## 読解用抜粋
# # # # #

白雲の よそに求むな 世の人の まことのみちぞ しきしまのみち

さまざまの 世のたしなみも ことのはの みちのうへには たつものぞなき

 両首とも、明治天皇の御製です。

 今日は、天智天皇と大海人皇子の話から少し離れて、聖德太子の話を。
 聖德太子は、日本人のふむべき道として大乘の道をお示しになつて、實人生と眞實との關係をお述べになられてゐます。

「凡夫は常を計するが故に世を樂(ねが)ひて厭離(おんり)せず。二乘は無常を觀ずるが故に世を厭ひて物を化せず。皆佛の意に違ひ、倶(とも)に中道を失す。菩薩は無常を觀ずるが故に能(よ)く存著せず、厭離せざるが故に能く生死に留まって廣く衆生を化し、二乘凡夫の偏に同じからずして妙に中道を得」

# # # # #

## 保存データ

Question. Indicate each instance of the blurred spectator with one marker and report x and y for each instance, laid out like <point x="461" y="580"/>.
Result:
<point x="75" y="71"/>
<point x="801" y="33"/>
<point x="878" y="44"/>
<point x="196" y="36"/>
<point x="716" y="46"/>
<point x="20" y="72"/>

# # # # #

## 課題一覧
**a)** 聖德太子を扱った抜粋では、冒頭の二首の和歌は誰の御製とされていますか?
**b)** 聖德太子と中道についての抜粋を、最後の引用文のあとから書き継いでください。

## 解答一覧
**a)** 明治天皇の御製です。

**b)**
 凡夫とは一般の人です。一般民衆は日常生活のために働いてそのはかないことを思はないので、人生の快樂を追うのみに急で、人生を超越しようとしない。「二乘」は佛教用語です。ほんの少し、修行した人とでも言つておきませうか。その人たちは、人生のはなかないことを思しますが、自己一軆の救いのみを求めて佛の周辺に集まります。また一軆のみを求めて學問をします。一般民衆や二畳はらの「小乘」の人たちは、自己に固執して民衆を教化することはしません。凡夫も二乘も倶に、佛の眞意にかなひません。

 これに對して菩薩は、實人生に執着して快樂を追うのみでなく、すべての人とともに實人生を生き抜きつつ人生の永遠の意味を求める道をゆくこと(限られた實人生に永遠の意味を求めて生きること)を追い求めてゐます。

 この聖德太子の思ひを歌に込めたのが、冒頭の明治天皇の御製です。

 和歌とはなんともすごいものです。あの激動の明治期。國の存亡がかかった明治期。大帝は、我が國をお導きあそばしました。 言葉になりません。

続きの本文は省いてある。